• **EXCERPT TO READ**
########################################
The district has invested significantly in stabilising the senior medical workforce within Manning Hospital with more staff specialists.
- Hunter New England Local Health District CEO, Michael DiRienzo
“Alongside the financial investment, the district has also looked for staff with a commitment to ongoing training and development to support doctors who are early on in their career and to encourage more medical professionals to live and work in the Taree and Great Lakes region.”
Mr DiRienzo said the emergency department at Manning Hospital “historically relied on locum doctors, rotating medical staff who were still in training, or doctors with a general medical focus.”
“The emergency department now has five full-time equivalent senior medical officers providing emergency medical coverage. The current model is made up of a staff specialist Director of Emergency Medicine, Dr Mustafa Majeed Omar and senior GP visiting medical officers. We have also increased nursing staff levels in the past year as activity has increased.
“Alongside the investment in the emergency department, we have focused on recruiting senior medical officers to provide leadership and supervision to locum and junior doctors. As well as Dr Omar in the emergency department, the recent employment of Dr Rob Hislop, Director of the Intensive Care Unit, and Dr Nigel Roberts, Director of Obstetrics and Gynaecology has brought senior leadership and stability to the medical services.
“We’ve also welcomed Dr Charles Estibiero as a staff specialist psychiatrist working with the Manning Mental Health Services and Dr Stefan Lang as a staff specialist anaesthetist.”
Mr DiRienzo said the appointment of permanent specialists to the medical workforce allows for the introduction of new clinics and procedures to Manning Hospital, enabling people to access health services close to home.
The Hunter New England Health District is the largest in NSW, spans 25 local government areas and serves more than 920,000, according to its website.
########################################
• **WORK TASK 1**
Write out the Manning Hospital staffing excerpt word for word, from "Mr DiRienzo said the emergency" down to "activity has increased.".
• **WORK TASK 2**
Please list every person the Manning Hospital staffing excerpt names with the title "Dr".
• **WORK TASK 3**
Continue the Manning Hospital staffing excerpt from its final sentence onward.

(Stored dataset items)
########################################
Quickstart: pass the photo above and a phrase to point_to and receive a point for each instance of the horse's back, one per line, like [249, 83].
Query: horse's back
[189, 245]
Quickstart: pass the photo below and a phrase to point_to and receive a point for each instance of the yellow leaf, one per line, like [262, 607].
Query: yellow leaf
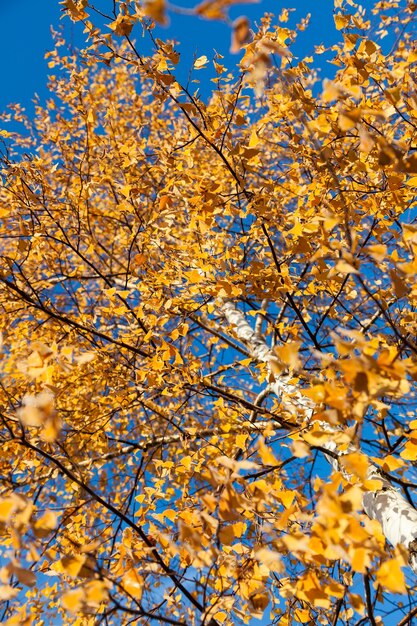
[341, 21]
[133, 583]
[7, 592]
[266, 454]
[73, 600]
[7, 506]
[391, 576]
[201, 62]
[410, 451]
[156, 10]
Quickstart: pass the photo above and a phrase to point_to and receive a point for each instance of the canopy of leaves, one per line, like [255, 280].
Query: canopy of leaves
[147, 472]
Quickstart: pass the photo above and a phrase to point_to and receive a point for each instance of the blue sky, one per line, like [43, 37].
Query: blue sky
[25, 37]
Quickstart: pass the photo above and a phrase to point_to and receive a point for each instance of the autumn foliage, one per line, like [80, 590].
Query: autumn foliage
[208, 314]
########################################
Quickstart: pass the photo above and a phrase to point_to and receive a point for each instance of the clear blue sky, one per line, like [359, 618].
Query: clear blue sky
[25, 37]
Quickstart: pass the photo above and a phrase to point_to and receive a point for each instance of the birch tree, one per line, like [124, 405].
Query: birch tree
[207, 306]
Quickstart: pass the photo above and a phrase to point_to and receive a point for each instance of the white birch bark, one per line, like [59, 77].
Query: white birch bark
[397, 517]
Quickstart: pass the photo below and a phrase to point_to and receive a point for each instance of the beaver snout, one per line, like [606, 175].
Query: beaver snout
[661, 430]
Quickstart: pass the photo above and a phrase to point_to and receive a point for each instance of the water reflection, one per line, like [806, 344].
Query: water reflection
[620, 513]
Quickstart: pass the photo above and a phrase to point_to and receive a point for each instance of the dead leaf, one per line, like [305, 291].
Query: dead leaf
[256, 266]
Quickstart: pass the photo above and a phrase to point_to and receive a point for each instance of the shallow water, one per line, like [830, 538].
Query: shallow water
########################################
• **REPLY 1**
Mr DiRienzo said the emergency department at Manning Hospital “historically relied on locum doctors, rotating medical staff who were still in training, or doctors with a general medical focus.”
“The emergency department now has five full-time equivalent senior medical officers providing emergency medical coverage. The current model is made up of a staff specialist Director of Emergency Medicine, Dr Mustafa Majeed Omar and senior GP visiting medical officers. We have also increased nursing staff levels in the past year as activity has increased.

• **REPLY 2**
Dr Mustafa Majeed Omar
Dr Rob Hislop
Dr Nigel Roberts
Dr Charles Estibiero
Dr Stefan Lang

• **REPLY 3**
Listing district priorities is a function of the annual strategic asset plan and Mr DiRienzo says “our number one priority is the John Hunter campus.”
“In terms of the Manning Hospital redevelopment to date, that’s been there in our top 10 or so priorities,” he said.
“The reason why John Hunter is the number one priority is that without the campus being upgraded it won’t be able to deliver the role it plays to all of northern NSW and to this community.”
The continuing focus on the expired clinical services plan by the MGLCHAG is founded in the historical significance of a current clinical services plan as a driver of government funding decisions. In 2011 former chairman of the medical staff council for Manning Hospital, Dr Murray Hyde-Page spoke of a “developing crisis” as “Manning Hospital and other health services in the Greater Taree, Great Lakes and Gloucester shires have missed out on their fair share of government funding.”
It was an expired clinical services plan that was cited as the reason, with the previous plan completed in 1992. Consequently in December 2011, at a meeting which included Mr DiRienzo, representatives from the office of former Member for Lyne, Rob Oakeshott and Member for Myall Lakes, Stephen Bromhead, it was agreed a new clinical services plan needed to be developed. Two years later, HNELHD completed the Lower Mid North Coast Clinical Services Plan 2013-2017 and the Manning Rural Referral Hospital Master Development Plan.
MGLCHAG intends to “engage with both sides of politics leading into the next State election for a firm funding commitment to the (hospital) redevelopment plan” and seeks details from Mr DiRienzo about the district’s “plans, scoping, priorities and costs”.
Mr DiRienzo describes his relationship with the group as “challenging”.
“To be honest that group is looking for a chief executive to give them leverage around whatever they’re doing and that’s not my job. I am not political, so I can’t join in on political discussions.
“My job as a senior public servant is to be apolitical and put evidence on the table, and what I’ve done in attending those (group) meetings is to put the evidence on the table.
“I’ve offered to talk to them more often, but I’ve got to say it’s challenging.”